Add 4 to every bounding box coordinate in the answers, and write out all lines from the start of the listing up to and including the line with "[0,0,500,99]", requests included. Leave the pictures out of your answer.

### [Data extract]
========================================

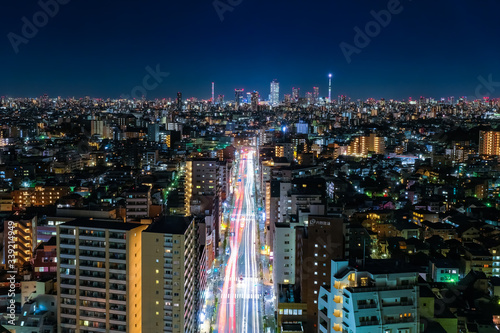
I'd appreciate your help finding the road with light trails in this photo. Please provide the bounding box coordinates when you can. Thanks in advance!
[215,148,264,333]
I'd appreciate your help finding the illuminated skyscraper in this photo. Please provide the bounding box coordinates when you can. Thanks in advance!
[269,80,280,106]
[251,91,259,111]
[328,74,332,103]
[306,92,314,105]
[210,82,215,104]
[292,87,300,102]
[177,92,182,111]
[234,89,244,111]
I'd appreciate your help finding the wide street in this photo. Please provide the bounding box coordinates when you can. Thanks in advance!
[215,149,264,333]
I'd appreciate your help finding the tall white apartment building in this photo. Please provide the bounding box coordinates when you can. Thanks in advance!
[318,260,419,333]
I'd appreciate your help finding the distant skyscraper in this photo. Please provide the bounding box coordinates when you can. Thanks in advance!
[306,92,313,105]
[292,87,300,102]
[313,87,319,104]
[217,95,224,105]
[251,91,259,111]
[177,92,182,111]
[211,82,215,104]
[269,80,280,106]
[234,89,244,110]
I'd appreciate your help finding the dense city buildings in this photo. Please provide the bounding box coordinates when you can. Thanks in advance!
[0,91,500,333]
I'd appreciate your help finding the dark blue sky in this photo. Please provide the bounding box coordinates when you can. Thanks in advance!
[0,0,500,99]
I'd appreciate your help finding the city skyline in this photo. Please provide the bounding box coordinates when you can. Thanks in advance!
[0,1,500,100]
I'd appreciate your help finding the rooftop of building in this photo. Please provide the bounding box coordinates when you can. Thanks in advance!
[61,218,140,231]
[144,215,193,235]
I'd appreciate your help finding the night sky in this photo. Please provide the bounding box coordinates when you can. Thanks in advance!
[0,0,500,100]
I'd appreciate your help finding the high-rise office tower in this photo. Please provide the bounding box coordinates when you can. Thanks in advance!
[269,80,280,106]
[313,87,319,104]
[57,219,148,333]
[177,92,182,111]
[306,92,314,105]
[328,74,332,103]
[317,260,420,333]
[251,91,259,111]
[234,89,244,111]
[211,82,215,104]
[142,216,199,333]
[292,87,300,102]
[479,131,500,156]
[217,95,224,105]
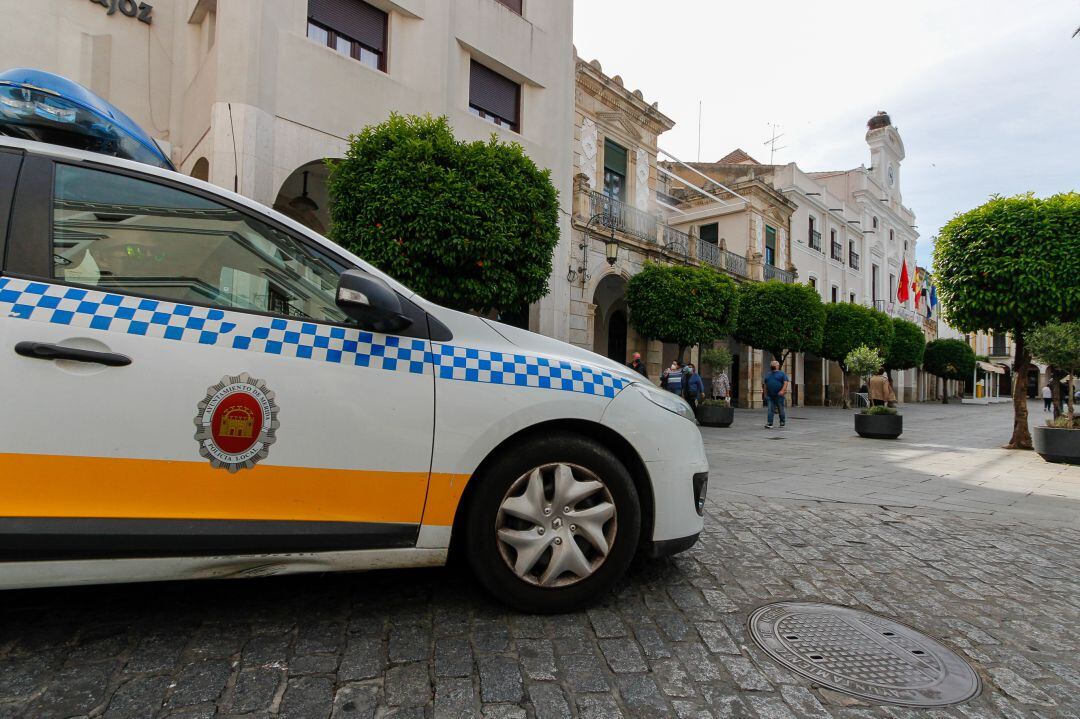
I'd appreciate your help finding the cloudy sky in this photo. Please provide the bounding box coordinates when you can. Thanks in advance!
[573,0,1080,263]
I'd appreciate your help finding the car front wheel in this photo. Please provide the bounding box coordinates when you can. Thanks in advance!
[465,434,640,612]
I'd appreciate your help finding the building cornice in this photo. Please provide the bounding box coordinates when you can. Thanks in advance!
[576,58,675,135]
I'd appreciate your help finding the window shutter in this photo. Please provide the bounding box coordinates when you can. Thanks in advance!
[308,0,387,53]
[604,139,626,177]
[698,222,720,245]
[469,60,522,126]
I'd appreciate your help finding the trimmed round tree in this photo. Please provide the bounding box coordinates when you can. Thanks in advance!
[820,302,893,408]
[626,263,739,362]
[1027,322,1080,428]
[885,317,927,369]
[934,192,1080,449]
[922,339,975,405]
[734,280,825,365]
[328,114,558,312]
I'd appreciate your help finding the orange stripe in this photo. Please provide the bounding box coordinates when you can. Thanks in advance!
[0,455,465,525]
[423,472,469,527]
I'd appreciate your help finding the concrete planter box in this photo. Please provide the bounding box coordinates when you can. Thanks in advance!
[698,405,735,426]
[855,412,904,439]
[1031,426,1080,464]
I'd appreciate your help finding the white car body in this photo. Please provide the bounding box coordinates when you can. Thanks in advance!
[0,137,708,588]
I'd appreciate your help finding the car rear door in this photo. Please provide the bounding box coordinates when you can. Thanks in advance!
[0,154,434,559]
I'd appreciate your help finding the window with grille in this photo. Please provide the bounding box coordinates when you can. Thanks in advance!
[308,0,389,72]
[469,60,522,133]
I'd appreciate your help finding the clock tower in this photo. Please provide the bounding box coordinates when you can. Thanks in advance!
[866,110,904,202]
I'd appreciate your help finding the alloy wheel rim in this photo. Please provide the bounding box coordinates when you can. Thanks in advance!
[495,462,618,587]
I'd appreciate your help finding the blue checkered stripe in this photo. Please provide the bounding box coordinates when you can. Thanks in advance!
[0,277,630,397]
[432,343,630,397]
[231,320,428,375]
[0,277,237,344]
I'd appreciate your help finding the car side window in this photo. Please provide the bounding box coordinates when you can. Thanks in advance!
[53,164,347,323]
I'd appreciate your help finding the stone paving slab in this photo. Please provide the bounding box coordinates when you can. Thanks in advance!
[0,399,1080,719]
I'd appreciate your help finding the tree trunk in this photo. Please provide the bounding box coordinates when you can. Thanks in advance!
[1068,367,1077,430]
[1040,365,1062,419]
[1005,329,1031,449]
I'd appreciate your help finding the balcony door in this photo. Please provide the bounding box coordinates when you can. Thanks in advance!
[604,139,626,202]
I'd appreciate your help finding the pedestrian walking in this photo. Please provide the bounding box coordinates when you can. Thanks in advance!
[660,360,683,394]
[683,362,705,410]
[867,369,896,407]
[761,360,792,430]
[713,369,731,399]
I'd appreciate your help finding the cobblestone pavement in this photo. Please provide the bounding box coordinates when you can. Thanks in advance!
[0,399,1080,719]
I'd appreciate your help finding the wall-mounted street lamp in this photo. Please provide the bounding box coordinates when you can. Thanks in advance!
[566,212,619,285]
[604,230,619,267]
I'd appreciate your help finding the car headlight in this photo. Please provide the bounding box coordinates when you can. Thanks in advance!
[631,382,698,423]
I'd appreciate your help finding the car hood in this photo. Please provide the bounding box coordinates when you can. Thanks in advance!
[483,318,645,382]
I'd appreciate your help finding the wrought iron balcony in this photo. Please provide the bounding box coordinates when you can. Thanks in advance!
[589,190,657,244]
[765,264,795,282]
[698,240,750,277]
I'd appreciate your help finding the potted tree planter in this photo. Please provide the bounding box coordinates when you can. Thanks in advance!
[1026,322,1080,464]
[843,345,904,439]
[698,399,735,426]
[698,347,735,426]
[855,407,904,439]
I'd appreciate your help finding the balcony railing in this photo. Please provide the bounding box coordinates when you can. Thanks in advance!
[698,240,750,277]
[589,190,657,244]
[765,264,795,282]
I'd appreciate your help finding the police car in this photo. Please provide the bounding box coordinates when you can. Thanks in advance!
[0,70,708,611]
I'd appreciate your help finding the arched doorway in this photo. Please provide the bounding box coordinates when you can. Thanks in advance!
[273,160,330,234]
[593,272,631,363]
[607,310,626,362]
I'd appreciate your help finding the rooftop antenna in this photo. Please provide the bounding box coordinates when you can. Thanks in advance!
[698,100,702,162]
[762,122,787,165]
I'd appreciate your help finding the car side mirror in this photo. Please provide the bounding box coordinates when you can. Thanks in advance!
[337,270,413,334]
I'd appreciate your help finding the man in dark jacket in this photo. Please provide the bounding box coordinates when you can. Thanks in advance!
[683,362,705,409]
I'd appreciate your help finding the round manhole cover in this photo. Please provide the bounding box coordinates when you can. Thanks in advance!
[750,601,980,706]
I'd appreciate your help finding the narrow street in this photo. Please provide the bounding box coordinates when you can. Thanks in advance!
[0,404,1080,719]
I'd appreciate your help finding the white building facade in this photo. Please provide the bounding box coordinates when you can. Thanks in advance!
[0,0,575,339]
[772,112,936,404]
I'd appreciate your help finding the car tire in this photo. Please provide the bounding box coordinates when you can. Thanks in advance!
[464,433,642,613]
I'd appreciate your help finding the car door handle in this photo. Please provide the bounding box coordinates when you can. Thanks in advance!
[15,342,132,367]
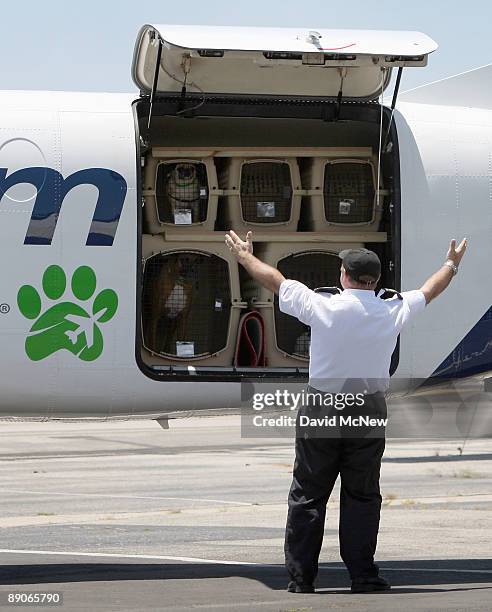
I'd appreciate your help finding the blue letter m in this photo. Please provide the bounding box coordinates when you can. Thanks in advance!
[0,167,127,246]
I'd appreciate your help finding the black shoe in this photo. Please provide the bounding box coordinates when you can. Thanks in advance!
[350,576,391,593]
[287,581,314,593]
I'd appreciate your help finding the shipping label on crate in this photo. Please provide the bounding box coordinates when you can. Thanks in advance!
[176,340,195,357]
[256,202,275,217]
[174,208,192,225]
[215,298,222,310]
[338,198,355,215]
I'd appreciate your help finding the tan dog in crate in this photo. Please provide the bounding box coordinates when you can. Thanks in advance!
[146,259,192,354]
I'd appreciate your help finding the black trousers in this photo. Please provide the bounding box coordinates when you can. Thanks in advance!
[285,387,386,585]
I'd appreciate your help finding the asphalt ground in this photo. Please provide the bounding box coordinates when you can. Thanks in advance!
[0,416,492,612]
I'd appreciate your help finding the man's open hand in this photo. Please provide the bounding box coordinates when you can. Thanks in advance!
[446,238,467,266]
[225,230,253,261]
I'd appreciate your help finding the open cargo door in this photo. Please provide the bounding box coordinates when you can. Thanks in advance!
[132,25,437,101]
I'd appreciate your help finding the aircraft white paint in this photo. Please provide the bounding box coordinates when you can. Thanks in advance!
[0,26,492,424]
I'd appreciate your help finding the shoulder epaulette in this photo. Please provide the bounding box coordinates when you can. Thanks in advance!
[314,287,342,295]
[378,288,403,300]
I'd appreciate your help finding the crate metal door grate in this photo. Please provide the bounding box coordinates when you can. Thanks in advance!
[241,161,293,224]
[324,161,376,224]
[274,251,340,359]
[155,161,209,225]
[142,251,231,359]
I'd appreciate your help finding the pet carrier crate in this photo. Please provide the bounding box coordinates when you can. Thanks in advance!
[143,148,219,234]
[302,149,386,232]
[240,240,364,304]
[243,242,363,367]
[219,157,304,231]
[142,236,246,366]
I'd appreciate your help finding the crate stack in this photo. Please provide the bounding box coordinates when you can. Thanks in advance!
[142,148,386,368]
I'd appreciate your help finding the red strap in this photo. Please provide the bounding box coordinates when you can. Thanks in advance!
[234,310,265,367]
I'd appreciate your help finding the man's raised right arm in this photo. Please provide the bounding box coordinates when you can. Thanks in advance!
[420,238,467,304]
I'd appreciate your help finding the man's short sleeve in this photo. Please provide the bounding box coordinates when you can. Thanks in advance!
[278,279,317,325]
[401,289,427,326]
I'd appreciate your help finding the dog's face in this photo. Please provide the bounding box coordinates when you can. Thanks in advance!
[171,164,196,185]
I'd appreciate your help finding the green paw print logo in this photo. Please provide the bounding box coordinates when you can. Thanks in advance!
[17,266,118,361]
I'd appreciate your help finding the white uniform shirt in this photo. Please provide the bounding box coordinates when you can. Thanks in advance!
[278,279,426,392]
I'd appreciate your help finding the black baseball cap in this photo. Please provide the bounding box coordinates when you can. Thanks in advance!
[338,249,381,283]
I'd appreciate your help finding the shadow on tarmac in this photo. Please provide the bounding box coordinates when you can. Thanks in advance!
[0,555,492,593]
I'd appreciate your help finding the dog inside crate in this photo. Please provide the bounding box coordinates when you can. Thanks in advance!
[324,161,376,223]
[241,161,293,224]
[142,251,231,359]
[274,251,340,359]
[156,161,208,225]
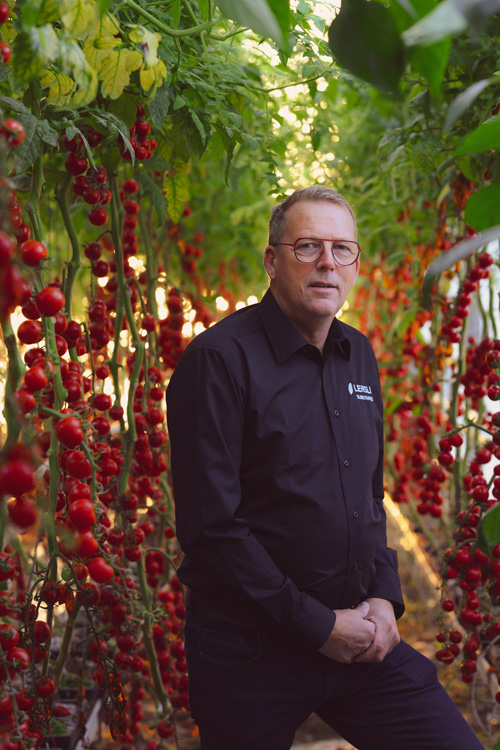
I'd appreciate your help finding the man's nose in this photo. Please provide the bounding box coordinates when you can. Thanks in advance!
[317,240,337,268]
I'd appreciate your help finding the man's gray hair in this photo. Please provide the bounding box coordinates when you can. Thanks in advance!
[269,185,356,245]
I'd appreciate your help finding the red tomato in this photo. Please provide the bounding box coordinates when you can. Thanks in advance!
[88,557,115,588]
[33,620,52,643]
[64,152,88,177]
[0,460,35,497]
[15,690,35,711]
[89,208,108,227]
[21,240,48,268]
[17,320,42,344]
[0,0,10,23]
[0,622,19,651]
[35,677,56,700]
[36,286,66,318]
[24,367,49,393]
[68,498,96,531]
[54,417,84,448]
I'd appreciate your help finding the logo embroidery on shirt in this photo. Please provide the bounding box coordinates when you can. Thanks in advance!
[348,383,373,401]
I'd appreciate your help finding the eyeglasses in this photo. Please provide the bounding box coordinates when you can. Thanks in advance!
[273,237,361,266]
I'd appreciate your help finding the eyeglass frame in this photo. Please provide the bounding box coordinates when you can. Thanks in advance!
[270,237,361,268]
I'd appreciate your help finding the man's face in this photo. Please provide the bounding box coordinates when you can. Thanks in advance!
[264,200,359,330]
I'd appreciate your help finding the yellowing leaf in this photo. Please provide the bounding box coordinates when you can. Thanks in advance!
[40,67,76,107]
[128,26,161,68]
[139,60,167,96]
[99,47,142,99]
[163,174,189,224]
[60,42,98,107]
[83,13,121,70]
[62,0,98,39]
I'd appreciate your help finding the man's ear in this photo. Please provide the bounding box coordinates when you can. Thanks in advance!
[264,245,276,281]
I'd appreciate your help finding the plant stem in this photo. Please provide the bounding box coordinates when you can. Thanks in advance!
[56,173,80,311]
[123,0,221,38]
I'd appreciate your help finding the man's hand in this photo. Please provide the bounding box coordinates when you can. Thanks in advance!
[319,599,376,663]
[354,599,400,662]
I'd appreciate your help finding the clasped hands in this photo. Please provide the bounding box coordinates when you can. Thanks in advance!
[319,598,400,663]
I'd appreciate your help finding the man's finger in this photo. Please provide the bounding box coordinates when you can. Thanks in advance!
[356,602,370,618]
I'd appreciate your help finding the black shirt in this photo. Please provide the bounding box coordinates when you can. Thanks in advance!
[167,290,404,649]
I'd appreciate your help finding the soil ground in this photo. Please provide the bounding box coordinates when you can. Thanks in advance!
[96,505,500,750]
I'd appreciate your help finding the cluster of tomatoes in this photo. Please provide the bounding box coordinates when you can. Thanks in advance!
[0,0,12,65]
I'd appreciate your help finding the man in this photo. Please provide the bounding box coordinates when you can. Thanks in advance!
[167,186,482,750]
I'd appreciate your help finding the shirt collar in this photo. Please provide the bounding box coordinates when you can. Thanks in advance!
[258,289,351,364]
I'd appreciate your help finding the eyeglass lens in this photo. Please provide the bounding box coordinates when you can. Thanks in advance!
[295,237,359,266]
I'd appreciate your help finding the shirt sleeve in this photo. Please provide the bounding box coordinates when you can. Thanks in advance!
[167,348,335,650]
[368,354,405,619]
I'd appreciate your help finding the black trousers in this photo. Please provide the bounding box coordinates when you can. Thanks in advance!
[185,613,484,750]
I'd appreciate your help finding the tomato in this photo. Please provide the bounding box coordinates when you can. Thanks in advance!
[8,497,38,529]
[54,417,84,448]
[76,582,100,607]
[82,187,102,206]
[24,367,49,393]
[0,230,14,268]
[92,262,109,279]
[94,393,113,411]
[88,557,115,588]
[21,240,48,268]
[33,620,52,643]
[0,41,12,65]
[64,152,88,177]
[64,450,92,479]
[15,690,35,711]
[0,460,35,497]
[0,0,10,24]
[68,498,96,531]
[123,199,139,216]
[7,646,31,672]
[35,677,56,700]
[17,320,43,344]
[36,286,66,318]
[89,208,108,227]
[0,552,16,581]
[73,529,98,557]
[0,622,19,651]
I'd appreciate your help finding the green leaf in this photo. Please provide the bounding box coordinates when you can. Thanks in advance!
[198,0,210,21]
[40,65,76,107]
[267,0,291,49]
[139,172,168,226]
[14,113,43,174]
[36,120,58,146]
[129,26,161,68]
[328,0,404,91]
[0,96,35,117]
[170,0,181,26]
[464,182,500,232]
[99,47,142,99]
[444,78,495,130]
[163,174,189,224]
[108,94,136,128]
[422,223,500,307]
[401,0,468,47]
[61,0,98,39]
[217,0,285,48]
[455,116,500,156]
[148,85,174,129]
[477,505,500,555]
[12,24,59,87]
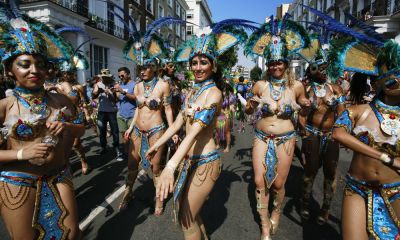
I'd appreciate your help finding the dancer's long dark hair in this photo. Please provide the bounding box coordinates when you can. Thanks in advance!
[350,73,375,104]
[189,54,224,91]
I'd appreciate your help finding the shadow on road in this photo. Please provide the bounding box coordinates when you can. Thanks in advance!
[201,162,241,235]
[241,149,341,240]
[96,179,154,240]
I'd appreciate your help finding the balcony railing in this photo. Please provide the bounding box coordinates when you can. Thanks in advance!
[21,0,89,17]
[87,13,124,39]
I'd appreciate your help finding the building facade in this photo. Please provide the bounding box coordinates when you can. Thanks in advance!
[186,0,213,37]
[289,0,400,79]
[16,0,189,83]
[156,0,189,47]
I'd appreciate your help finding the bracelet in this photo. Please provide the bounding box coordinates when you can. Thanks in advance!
[165,161,176,172]
[17,148,24,161]
[379,153,394,165]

========================================

### [Output of the task]
I'd appreciate your help finding the road with light trails in this photo. Please provide the bounding box coordinates when you can. Thanks in advance!
[219,152,268,337]
I'd appreciate your help finding the illuminated skyscraper in this photo. Please provide the bounding box coordinates when you can. Thanks in advance!
[273,84,284,110]
[255,95,263,115]
[332,78,336,107]
[310,96,318,109]
[214,86,219,108]
[296,91,304,106]
[181,96,186,115]
[238,93,248,115]
I'd appreciate your help finding the wide street in this photo. Please provide the bounding box coordinates when you can. Thanks in advance!
[219,153,268,337]
I'd appreciate your help finding the tall white apartment building in this photo. Please provide the bounding box coordinates when you can. Thanks in advance!
[322,264,423,337]
I'd appreciate your help finding the distant skyscraper in this photo. Please provide the bounding box coordinates when you can. Thanks in advance!
[310,96,317,109]
[296,91,304,106]
[317,91,323,108]
[221,99,228,109]
[255,95,263,115]
[181,96,186,115]
[215,86,219,108]
[273,84,284,110]
[238,93,248,114]
I'd appreciate your help finding the dense city buildings in this photo. Please provide the bounding box coordinates when you can. Thanks in advance!
[4,95,504,337]
I'd appreciate your help finding the dark blue sky in this photo. Please provide the bounding box coordinates when you can. Thanks in advance!
[4,4,504,103]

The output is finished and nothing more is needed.